(Quoted passage)

BMC Bioinformatics

official impact factor 3.03

Open Access Research article

Determining significance of pairwise co-occurrences of events in bursty sequences

Niina Haiminen1*, Heikki Mannila1,2* and Evimaria Terzi3,4

Author Affiliations

1 HIIT, Department of Computer Science, P.O. Box 68, FI-00014 University of Helsinki, Finland

2 HIIT, Laboratory of Computer and Information Science, Helsinki University of Technology, FI-02015 TKK, Finland

3 IBM Almaden Research Center, 650 Harry Road, San Jose, CA 95120, USA

4 This work was mostly done while the author was at HIIT, University of Helsinki, Finland

For all author emails, please log on.

BMC Bioinformatics 2008, 9:336 doi:10.1186/1471-2105-9-336

Published: 8 August 2008

Abstract

Background

Event sequences where different types of events often occur close together arise, e.g., when studying potential transcription factor binding sites (TFBS, events) of certain transcription factors (TF, types) in a DNA sequence. These events tend to occur in bursts: in some genomic regions there are more genes and therefore potentially more binding sites, while in some, possibly very long regions, hardly any events occur. Also some types of events may occur in the sequence more often than others.

Tendencies of co-occurrence of binding sites of two or more TFs are interesting, as they may imply a co-operative role between the TFs in regulatory processes. Determining a numerical value to summarize the tendency for co-occurrence between two TFs can be done in a number of ways. However, testing for the significance of such values should be done with respect to a relevant null model that takes into account the global sequence structure.

Results

We extend the existing techniques that have been considered for determining the significance of co-occurrence patterns between a pair of event types under different null models. These models range from very simple ones to more complex models that take the burstiness of sequences into account. We evaluate the models and techniques on synthetic event sequences, and on real data consisting of potential transcription factor binding sites.

Conclusion

We show that simple null models are poorly suited for bursty data, and they yield many false positives. More sophisticated models give better results in our experiments. We also demonstrate the effect of the window size, i.e., maximum co-occurrence distance, on the significance results.

(End Quoted passage)
(Data under study)

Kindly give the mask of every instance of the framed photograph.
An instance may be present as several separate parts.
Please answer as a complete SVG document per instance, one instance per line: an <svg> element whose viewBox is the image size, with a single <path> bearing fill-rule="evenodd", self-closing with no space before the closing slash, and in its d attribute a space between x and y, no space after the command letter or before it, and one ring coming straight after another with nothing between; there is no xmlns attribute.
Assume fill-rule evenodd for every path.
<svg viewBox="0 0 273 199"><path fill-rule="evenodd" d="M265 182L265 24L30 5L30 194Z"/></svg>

(End Data under study)

◆ **Problem 1**
Retype everything in the co-occurrence article from "3 IBM Almaden" down to "please log on.".
◆ **Problem 2**
In the co-occurrence article, what do simple null models yield when applied to bursty data?

◆ **Exercise answer 1**
3 IBM Almaden Research Center, 650 Harry Road, San Jose, CA 95120, USA

4 This work was mostly done while the author was at HIIT, University of Helsinki, Finland

For all author emails, please log on.

◆ **Exercise answer 2**
Many false positives.